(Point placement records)
■ ■ ■ ■ ■

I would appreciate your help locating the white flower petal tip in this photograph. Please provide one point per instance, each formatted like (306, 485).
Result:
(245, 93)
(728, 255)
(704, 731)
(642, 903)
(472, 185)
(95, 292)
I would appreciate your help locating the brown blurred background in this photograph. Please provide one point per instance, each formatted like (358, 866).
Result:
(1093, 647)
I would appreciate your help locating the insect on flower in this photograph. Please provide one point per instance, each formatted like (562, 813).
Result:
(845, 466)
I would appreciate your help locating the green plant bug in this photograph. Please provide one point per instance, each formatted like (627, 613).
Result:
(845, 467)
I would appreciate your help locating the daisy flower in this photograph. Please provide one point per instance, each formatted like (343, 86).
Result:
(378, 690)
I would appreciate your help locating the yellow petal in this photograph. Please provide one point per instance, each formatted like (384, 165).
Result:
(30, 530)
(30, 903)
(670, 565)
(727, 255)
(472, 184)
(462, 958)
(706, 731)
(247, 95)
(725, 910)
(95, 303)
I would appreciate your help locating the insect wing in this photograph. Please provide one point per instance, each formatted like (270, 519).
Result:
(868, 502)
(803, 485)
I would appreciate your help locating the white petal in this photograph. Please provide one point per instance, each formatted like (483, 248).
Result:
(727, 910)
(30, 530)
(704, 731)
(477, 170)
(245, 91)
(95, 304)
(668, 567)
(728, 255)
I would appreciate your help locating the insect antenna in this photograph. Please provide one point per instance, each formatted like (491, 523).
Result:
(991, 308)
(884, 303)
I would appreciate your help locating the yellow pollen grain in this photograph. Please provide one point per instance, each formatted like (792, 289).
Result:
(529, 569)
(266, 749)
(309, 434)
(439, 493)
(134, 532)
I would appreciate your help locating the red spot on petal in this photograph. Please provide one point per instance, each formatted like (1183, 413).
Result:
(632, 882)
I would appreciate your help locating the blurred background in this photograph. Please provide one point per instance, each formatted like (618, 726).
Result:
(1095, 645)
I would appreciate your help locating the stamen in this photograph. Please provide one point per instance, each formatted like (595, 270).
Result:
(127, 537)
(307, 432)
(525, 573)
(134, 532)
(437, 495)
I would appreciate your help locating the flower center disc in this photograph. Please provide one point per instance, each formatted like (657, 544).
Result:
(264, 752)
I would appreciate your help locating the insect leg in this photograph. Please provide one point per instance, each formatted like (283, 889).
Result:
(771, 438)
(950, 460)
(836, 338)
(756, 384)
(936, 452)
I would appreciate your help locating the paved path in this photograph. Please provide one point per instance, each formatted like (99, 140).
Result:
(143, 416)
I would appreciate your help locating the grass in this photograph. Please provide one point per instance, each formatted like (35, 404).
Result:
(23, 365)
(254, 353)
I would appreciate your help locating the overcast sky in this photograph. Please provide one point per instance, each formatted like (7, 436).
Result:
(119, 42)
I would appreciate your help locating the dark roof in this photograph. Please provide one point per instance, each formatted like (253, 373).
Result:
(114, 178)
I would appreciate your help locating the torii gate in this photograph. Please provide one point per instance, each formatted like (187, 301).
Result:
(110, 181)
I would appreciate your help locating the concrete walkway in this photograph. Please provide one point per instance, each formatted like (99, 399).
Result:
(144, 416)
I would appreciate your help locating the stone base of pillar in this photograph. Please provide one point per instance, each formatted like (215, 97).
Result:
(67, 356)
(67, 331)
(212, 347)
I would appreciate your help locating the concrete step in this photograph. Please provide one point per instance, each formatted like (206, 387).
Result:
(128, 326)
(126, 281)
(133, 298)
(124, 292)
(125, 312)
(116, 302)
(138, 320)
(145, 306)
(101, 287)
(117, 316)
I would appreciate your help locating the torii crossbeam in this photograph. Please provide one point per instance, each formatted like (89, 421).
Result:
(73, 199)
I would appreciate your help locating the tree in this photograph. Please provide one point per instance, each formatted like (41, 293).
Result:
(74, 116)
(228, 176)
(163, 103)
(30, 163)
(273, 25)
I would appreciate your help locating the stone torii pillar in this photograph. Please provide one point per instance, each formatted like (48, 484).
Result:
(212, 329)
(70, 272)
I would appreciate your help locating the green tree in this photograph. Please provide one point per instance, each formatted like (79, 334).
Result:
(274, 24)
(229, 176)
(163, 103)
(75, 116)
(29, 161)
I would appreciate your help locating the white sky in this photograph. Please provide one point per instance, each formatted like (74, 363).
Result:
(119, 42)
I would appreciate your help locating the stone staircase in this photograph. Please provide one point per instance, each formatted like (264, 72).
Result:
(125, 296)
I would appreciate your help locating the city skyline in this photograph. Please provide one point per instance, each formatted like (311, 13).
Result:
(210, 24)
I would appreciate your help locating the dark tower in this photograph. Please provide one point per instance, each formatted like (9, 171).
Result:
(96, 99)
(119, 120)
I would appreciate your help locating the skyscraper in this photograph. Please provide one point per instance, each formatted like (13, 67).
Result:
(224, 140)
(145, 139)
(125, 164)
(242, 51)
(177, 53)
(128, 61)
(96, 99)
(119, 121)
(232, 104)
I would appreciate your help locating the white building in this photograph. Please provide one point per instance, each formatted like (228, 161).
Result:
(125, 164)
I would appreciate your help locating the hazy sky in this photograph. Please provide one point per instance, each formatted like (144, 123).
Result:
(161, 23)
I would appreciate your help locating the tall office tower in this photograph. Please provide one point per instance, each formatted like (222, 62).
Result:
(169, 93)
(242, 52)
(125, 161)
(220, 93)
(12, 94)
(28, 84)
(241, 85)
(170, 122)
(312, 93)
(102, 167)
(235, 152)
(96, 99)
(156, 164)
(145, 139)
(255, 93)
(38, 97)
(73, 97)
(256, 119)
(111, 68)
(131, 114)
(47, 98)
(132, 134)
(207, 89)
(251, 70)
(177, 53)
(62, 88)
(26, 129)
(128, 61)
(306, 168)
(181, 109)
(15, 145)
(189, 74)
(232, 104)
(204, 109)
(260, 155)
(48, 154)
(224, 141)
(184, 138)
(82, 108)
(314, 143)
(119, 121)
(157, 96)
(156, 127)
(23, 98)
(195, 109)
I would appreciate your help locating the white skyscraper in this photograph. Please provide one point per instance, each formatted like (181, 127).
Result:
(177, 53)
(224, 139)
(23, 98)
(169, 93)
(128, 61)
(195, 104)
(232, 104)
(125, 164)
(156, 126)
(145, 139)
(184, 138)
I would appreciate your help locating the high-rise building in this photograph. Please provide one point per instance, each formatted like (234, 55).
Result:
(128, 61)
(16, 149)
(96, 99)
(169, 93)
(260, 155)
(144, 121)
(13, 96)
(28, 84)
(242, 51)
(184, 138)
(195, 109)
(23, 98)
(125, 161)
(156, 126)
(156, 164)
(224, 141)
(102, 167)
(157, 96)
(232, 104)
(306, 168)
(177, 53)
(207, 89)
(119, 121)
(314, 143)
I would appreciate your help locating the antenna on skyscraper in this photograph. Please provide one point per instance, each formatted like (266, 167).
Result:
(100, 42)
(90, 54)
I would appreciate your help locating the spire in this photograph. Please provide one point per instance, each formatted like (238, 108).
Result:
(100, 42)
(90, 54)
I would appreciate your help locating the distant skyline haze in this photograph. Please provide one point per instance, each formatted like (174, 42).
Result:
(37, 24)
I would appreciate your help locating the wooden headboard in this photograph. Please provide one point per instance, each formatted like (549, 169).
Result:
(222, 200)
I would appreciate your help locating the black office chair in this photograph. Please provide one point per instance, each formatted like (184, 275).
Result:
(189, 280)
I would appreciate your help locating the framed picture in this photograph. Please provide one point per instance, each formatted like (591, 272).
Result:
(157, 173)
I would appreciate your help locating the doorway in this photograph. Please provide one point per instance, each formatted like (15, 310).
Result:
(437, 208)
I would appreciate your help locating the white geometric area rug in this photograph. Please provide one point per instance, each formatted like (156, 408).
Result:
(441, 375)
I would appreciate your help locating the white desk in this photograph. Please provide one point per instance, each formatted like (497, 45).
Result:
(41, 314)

■ ■ ■ ■ ■

Repeat the lines above word for word, starting with the line containing "I would appreciate your help locating the wooden" and continuing through the last of the lines.

I would appreciate your help locating the wooden headboard in this photograph. Please provide one point per instance, each formatted like (549, 169).
Result:
(222, 200)
I would appreciate your help locating the black office chair in this photograph. Please provide one point per instance, each formatted like (184, 275).
Result:
(189, 280)
I would appreciate your help locating the framed picture in this photograph. Please provide one point per instance, each formatted like (591, 272).
Result:
(157, 173)
I would appreciate your help locating the doorway in this photograph. Please provide one point per instance, each formatted like (15, 310).
Result:
(437, 208)
I would appreciate your help locating the white geometric area rug in this photograph. Please provide one point per instance, each formatted like (156, 408).
Result:
(441, 375)
I would appreciate your help locating the white desk in this photograph. Please provide one point per instance, each formatted like (497, 45).
Result:
(41, 314)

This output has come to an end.